TASK ITEM
For this listing, the lines between the one holding "Indicate the beige wall" and the one holding "Indicate the wall", inclusive, must be set down exactly.

DATA SUPPLIED
• • •

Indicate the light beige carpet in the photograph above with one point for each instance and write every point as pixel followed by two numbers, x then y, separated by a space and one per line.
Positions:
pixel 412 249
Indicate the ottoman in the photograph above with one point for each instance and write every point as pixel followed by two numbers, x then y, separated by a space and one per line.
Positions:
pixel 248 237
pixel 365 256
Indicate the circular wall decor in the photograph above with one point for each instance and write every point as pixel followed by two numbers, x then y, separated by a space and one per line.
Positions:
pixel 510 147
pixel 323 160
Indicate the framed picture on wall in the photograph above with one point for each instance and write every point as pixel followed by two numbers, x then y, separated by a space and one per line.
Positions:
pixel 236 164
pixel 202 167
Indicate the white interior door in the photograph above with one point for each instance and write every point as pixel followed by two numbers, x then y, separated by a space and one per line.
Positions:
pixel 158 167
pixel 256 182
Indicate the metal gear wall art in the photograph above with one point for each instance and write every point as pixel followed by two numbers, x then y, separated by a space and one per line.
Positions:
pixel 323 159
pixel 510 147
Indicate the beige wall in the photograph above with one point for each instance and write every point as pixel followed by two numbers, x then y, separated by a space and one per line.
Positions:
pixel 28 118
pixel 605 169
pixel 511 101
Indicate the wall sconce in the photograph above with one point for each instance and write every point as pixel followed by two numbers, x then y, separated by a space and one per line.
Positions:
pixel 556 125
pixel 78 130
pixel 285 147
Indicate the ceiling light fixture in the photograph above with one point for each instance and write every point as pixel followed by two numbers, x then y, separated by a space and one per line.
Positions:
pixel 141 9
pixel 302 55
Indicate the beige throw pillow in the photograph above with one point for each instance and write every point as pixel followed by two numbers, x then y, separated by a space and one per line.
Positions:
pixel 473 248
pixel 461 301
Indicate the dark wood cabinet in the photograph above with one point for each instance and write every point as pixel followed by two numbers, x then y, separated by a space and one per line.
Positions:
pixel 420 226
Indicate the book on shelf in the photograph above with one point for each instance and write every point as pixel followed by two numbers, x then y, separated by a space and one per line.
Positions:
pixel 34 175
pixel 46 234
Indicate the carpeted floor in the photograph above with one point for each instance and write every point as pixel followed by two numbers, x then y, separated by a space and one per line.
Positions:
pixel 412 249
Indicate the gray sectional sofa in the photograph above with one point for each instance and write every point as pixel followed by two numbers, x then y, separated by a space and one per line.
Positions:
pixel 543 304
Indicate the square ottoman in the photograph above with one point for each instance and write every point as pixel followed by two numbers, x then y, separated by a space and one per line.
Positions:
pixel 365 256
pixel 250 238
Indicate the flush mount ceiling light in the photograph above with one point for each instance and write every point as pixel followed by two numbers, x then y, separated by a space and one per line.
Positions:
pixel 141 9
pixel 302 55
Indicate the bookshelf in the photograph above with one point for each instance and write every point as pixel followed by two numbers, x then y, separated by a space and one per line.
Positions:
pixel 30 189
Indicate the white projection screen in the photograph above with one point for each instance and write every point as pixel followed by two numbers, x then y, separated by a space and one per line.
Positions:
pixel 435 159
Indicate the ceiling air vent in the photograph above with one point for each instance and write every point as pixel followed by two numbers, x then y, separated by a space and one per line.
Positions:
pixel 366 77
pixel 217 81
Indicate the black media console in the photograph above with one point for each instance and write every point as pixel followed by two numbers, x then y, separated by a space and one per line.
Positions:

• • •

WRITTEN REPLY
Indicate the beige wall in the photograph above with one point for each instance and write every point as pixel followed by two numbers, x then y, separated by a space and one per line.
Positions:
pixel 28 118
pixel 605 169
pixel 511 101
Indicate the wall sconce in the photograph above with one point for each instance and write every point as pixel followed by two numbers, x then y, separated by a space and one per line.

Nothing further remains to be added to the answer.